### [Task objective]
Count the lines in the entries that contain "Target". Say the number and nothing more.

### [The input]

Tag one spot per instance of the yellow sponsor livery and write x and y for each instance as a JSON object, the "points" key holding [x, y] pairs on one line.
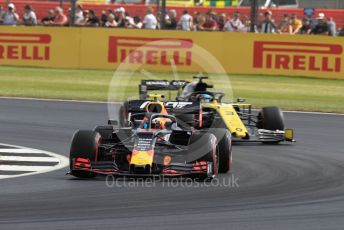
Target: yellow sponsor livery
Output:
{"points": [[142, 158]]}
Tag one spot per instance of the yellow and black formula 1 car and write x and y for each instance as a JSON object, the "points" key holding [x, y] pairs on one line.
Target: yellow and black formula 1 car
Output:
{"points": [[265, 126], [203, 109]]}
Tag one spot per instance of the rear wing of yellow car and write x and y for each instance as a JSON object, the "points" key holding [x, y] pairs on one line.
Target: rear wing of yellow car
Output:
{"points": [[159, 85]]}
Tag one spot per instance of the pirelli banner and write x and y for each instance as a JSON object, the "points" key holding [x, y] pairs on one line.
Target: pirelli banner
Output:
{"points": [[239, 53]]}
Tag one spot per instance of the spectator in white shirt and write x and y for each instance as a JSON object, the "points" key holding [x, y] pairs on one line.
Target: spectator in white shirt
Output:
{"points": [[135, 23], [268, 26], [185, 21], [29, 17], [149, 21], [111, 22], [11, 17], [234, 24]]}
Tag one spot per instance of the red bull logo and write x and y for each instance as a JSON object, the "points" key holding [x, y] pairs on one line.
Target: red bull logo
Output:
{"points": [[151, 51], [17, 46], [297, 56]]}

### [Result of the task]
6